[Opening EXTRACTED RECORDS section]

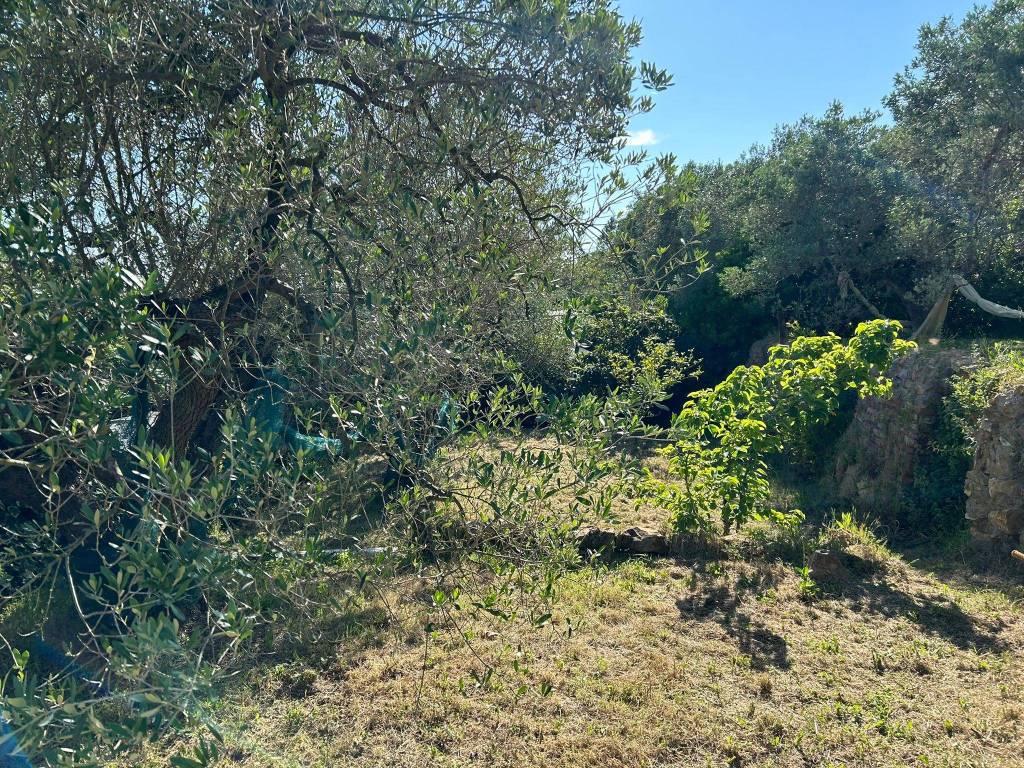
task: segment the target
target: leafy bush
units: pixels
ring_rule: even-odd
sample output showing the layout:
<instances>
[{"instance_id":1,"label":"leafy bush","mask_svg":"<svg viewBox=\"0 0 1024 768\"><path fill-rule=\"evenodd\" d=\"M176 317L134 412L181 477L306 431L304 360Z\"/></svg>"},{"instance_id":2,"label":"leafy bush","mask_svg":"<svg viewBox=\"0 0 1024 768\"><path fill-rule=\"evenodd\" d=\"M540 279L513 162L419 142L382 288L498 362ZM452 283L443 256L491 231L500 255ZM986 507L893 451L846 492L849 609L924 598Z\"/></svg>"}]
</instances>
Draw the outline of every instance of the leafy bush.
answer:
<instances>
[{"instance_id":1,"label":"leafy bush","mask_svg":"<svg viewBox=\"0 0 1024 768\"><path fill-rule=\"evenodd\" d=\"M729 270L749 259L749 249L743 246L718 253L714 271L669 299L669 314L680 328L679 343L693 349L701 361L702 379L709 383L745 364L751 345L777 328L763 301L749 292L733 295L724 286Z\"/></svg>"},{"instance_id":2,"label":"leafy bush","mask_svg":"<svg viewBox=\"0 0 1024 768\"><path fill-rule=\"evenodd\" d=\"M0 723L35 762L208 720L250 644L382 573L435 581L438 615L467 563L521 594L566 525L520 425L594 452L556 486L589 499L667 373L653 347L615 358L632 401L541 403L503 344L562 302L581 171L608 165L605 198L642 161L615 137L670 78L630 64L639 24L350 11L5 6L0 189L59 208L0 214ZM471 504L467 440L497 450Z\"/></svg>"},{"instance_id":3,"label":"leafy bush","mask_svg":"<svg viewBox=\"0 0 1024 768\"><path fill-rule=\"evenodd\" d=\"M1017 345L995 344L988 362L958 374L943 401L936 451L951 461L968 460L977 447L975 435L992 397L1004 387L1024 382L1024 351Z\"/></svg>"},{"instance_id":4,"label":"leafy bush","mask_svg":"<svg viewBox=\"0 0 1024 768\"><path fill-rule=\"evenodd\" d=\"M656 404L694 375L693 359L676 349L678 327L666 307L664 297L590 299L571 307L565 322L579 348L572 370L575 391L621 389L638 402Z\"/></svg>"},{"instance_id":5,"label":"leafy bush","mask_svg":"<svg viewBox=\"0 0 1024 768\"><path fill-rule=\"evenodd\" d=\"M133 414L143 382L178 386L181 352L140 309L152 286L76 268L58 222L21 209L0 233L12 278L0 295L0 613L21 624L0 629L15 653L0 693L21 749L44 764L207 717L216 669L303 603L300 577L316 581L313 561L290 578L279 566L324 477L281 461L244 401L212 462L147 442ZM212 350L192 356L188 370L202 370Z\"/></svg>"},{"instance_id":6,"label":"leafy bush","mask_svg":"<svg viewBox=\"0 0 1024 768\"><path fill-rule=\"evenodd\" d=\"M372 358L371 382L350 373L323 412L276 413L271 401L292 398L271 384L287 377L259 359L224 370L218 350L176 345L142 300L151 284L63 258L59 221L21 209L0 231L0 638L12 654L0 703L43 764L89 764L168 726L216 734L217 683L253 643L274 651L316 634L385 573L451 595L487 568L488 611L542 604L553 566L571 557L565 534L608 506L616 445L645 431L632 393L549 399L502 373L486 400L439 394L416 366L385 377ZM427 330L403 327L420 334L392 341L407 359L433 354ZM301 351L278 363L298 388ZM648 391L655 374L617 365ZM140 406L212 376L227 393L212 441L177 455L155 442ZM344 396L357 385L360 397ZM524 432L527 417L541 435ZM296 428L316 424L334 436ZM381 501L371 530L353 530ZM454 628L451 604L435 603L423 609Z\"/></svg>"},{"instance_id":7,"label":"leafy bush","mask_svg":"<svg viewBox=\"0 0 1024 768\"><path fill-rule=\"evenodd\" d=\"M676 530L706 529L718 511L728 533L755 517L786 516L766 507L770 456L805 444L832 418L845 391L885 394L892 360L912 344L900 324L872 321L844 344L838 336L800 337L774 347L763 366L737 368L713 389L693 395L663 449L680 485L649 476L648 491L669 509Z\"/></svg>"},{"instance_id":8,"label":"leafy bush","mask_svg":"<svg viewBox=\"0 0 1024 768\"><path fill-rule=\"evenodd\" d=\"M526 380L552 394L573 390L576 352L555 301L536 302L504 329L501 346Z\"/></svg>"}]
</instances>

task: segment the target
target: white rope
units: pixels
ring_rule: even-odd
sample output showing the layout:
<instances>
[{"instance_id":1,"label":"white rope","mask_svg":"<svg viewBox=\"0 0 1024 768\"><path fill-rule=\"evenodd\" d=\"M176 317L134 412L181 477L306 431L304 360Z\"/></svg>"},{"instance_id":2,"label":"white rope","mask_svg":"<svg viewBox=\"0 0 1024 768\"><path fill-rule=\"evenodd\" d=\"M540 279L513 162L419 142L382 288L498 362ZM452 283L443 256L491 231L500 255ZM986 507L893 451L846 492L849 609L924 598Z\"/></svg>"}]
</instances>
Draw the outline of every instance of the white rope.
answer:
<instances>
[{"instance_id":1,"label":"white rope","mask_svg":"<svg viewBox=\"0 0 1024 768\"><path fill-rule=\"evenodd\" d=\"M1024 311L1019 309L1013 309L1012 307L1004 307L1002 304L996 304L994 301L983 299L974 286L968 283L959 275L953 278L953 284L956 286L957 291L970 302L977 304L981 309L988 312L990 315L996 317L1005 317L1010 320L1024 320Z\"/></svg>"},{"instance_id":2,"label":"white rope","mask_svg":"<svg viewBox=\"0 0 1024 768\"><path fill-rule=\"evenodd\" d=\"M928 313L928 317L921 323L921 327L910 337L913 341L924 338L938 339L942 335L942 326L946 322L946 312L949 310L949 299L953 295L954 290L990 315L1005 317L1010 320L1024 320L1024 311L1013 309L1012 307L1004 307L1002 304L996 304L994 301L982 298L973 285L964 280L960 275L953 275L952 286L939 297L939 300L935 302L935 306Z\"/></svg>"}]
</instances>

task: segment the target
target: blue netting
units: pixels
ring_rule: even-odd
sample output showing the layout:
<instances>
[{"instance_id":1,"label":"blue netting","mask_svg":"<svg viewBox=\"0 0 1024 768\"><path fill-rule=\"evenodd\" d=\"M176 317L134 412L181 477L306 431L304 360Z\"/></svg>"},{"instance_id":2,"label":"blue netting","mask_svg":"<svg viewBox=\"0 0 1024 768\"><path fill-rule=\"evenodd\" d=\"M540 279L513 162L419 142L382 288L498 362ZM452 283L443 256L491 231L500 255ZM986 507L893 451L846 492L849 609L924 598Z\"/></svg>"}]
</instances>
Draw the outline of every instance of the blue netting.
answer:
<instances>
[{"instance_id":1,"label":"blue netting","mask_svg":"<svg viewBox=\"0 0 1024 768\"><path fill-rule=\"evenodd\" d=\"M250 415L264 432L283 441L293 451L302 451L314 458L333 458L344 453L345 443L331 437L306 435L287 423L286 399L291 383L280 372L270 369L263 373L263 381L249 391L246 403ZM121 448L128 452L135 445L139 430L149 417L149 396L145 389L132 400L131 415L110 422L110 428L117 436ZM352 434L354 440L359 436Z\"/></svg>"},{"instance_id":2,"label":"blue netting","mask_svg":"<svg viewBox=\"0 0 1024 768\"><path fill-rule=\"evenodd\" d=\"M246 397L249 413L256 420L257 426L283 440L293 451L302 451L314 458L340 456L345 449L341 440L305 435L286 423L285 399L289 389L290 382L278 371L271 369L263 374L263 383L252 389Z\"/></svg>"},{"instance_id":3,"label":"blue netting","mask_svg":"<svg viewBox=\"0 0 1024 768\"><path fill-rule=\"evenodd\" d=\"M71 675L78 682L93 689L100 696L107 696L110 690L102 680L96 680L95 675L72 659L66 653L54 648L47 642L36 638L32 643L32 650L36 656L58 675Z\"/></svg>"},{"instance_id":4,"label":"blue netting","mask_svg":"<svg viewBox=\"0 0 1024 768\"><path fill-rule=\"evenodd\" d=\"M25 753L18 746L18 737L2 714L0 714L0 768L32 768Z\"/></svg>"}]
</instances>

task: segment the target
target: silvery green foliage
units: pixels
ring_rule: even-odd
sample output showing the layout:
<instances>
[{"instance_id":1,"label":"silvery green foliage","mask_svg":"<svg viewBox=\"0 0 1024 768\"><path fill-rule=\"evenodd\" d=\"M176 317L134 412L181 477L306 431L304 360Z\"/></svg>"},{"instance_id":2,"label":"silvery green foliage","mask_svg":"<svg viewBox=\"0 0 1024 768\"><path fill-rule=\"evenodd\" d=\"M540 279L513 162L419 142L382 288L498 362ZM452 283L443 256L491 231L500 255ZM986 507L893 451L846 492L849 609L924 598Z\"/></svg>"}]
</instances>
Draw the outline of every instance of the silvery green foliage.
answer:
<instances>
[{"instance_id":1,"label":"silvery green foliage","mask_svg":"<svg viewBox=\"0 0 1024 768\"><path fill-rule=\"evenodd\" d=\"M452 521L441 457L481 424L589 446L556 451L580 499L639 426L535 404L497 341L552 303L580 169L619 164L651 106L634 81L668 82L629 64L639 27L603 0L357 6L0 16L3 712L37 762L212 727L247 649L308 640L381 574L450 595L465 557L560 557L521 432L471 468L486 525Z\"/></svg>"}]
</instances>

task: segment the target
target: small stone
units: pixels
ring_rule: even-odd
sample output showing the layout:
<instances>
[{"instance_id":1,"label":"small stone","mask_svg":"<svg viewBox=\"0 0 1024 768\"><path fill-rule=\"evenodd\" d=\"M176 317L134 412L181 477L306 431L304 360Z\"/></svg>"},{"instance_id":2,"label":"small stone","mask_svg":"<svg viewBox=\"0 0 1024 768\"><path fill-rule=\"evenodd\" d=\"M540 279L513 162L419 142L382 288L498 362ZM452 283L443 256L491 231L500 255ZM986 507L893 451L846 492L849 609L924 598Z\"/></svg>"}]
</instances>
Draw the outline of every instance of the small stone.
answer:
<instances>
[{"instance_id":1,"label":"small stone","mask_svg":"<svg viewBox=\"0 0 1024 768\"><path fill-rule=\"evenodd\" d=\"M850 571L835 552L818 550L811 555L809 567L815 581L842 584L850 580Z\"/></svg>"},{"instance_id":2,"label":"small stone","mask_svg":"<svg viewBox=\"0 0 1024 768\"><path fill-rule=\"evenodd\" d=\"M581 555L595 552L619 552L632 555L669 555L672 541L668 536L645 528L628 528L621 533L587 526L574 534Z\"/></svg>"},{"instance_id":3,"label":"small stone","mask_svg":"<svg viewBox=\"0 0 1024 768\"><path fill-rule=\"evenodd\" d=\"M672 551L672 542L664 534L645 528L629 528L617 537L616 545L638 555L667 555Z\"/></svg>"},{"instance_id":4,"label":"small stone","mask_svg":"<svg viewBox=\"0 0 1024 768\"><path fill-rule=\"evenodd\" d=\"M576 540L576 548L580 554L601 552L614 546L615 531L590 525L576 531L573 538Z\"/></svg>"}]
</instances>

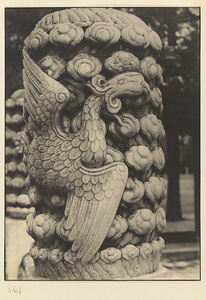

[Closing EXTRACTED RECORDS section]

_INSTRUCTIONS TO FOLLOW_
Give again, word for word, the lines above from the first one through the one containing "Draw the outline of every instance of the leafy"; no pictures.

_RESPONSE BELOW_
task: segment the target
target: leafy bush
units: pixels
ring_rule: even-odd
sample output showing the layout:
<instances>
[{"instance_id":1,"label":"leafy bush","mask_svg":"<svg viewBox=\"0 0 1024 768\"><path fill-rule=\"evenodd\" d=\"M176 317L134 412L181 477L306 431L304 360Z\"/></svg>"},{"instance_id":2,"label":"leafy bush","mask_svg":"<svg viewBox=\"0 0 1024 768\"><path fill-rule=\"evenodd\" d=\"M540 279L513 162L419 142L382 288L498 362ZM452 283L443 256L491 231L500 255ZM986 507L893 451L846 492L849 609L924 598Z\"/></svg>"}]
</instances>
Draw the outline of every instance of the leafy bush.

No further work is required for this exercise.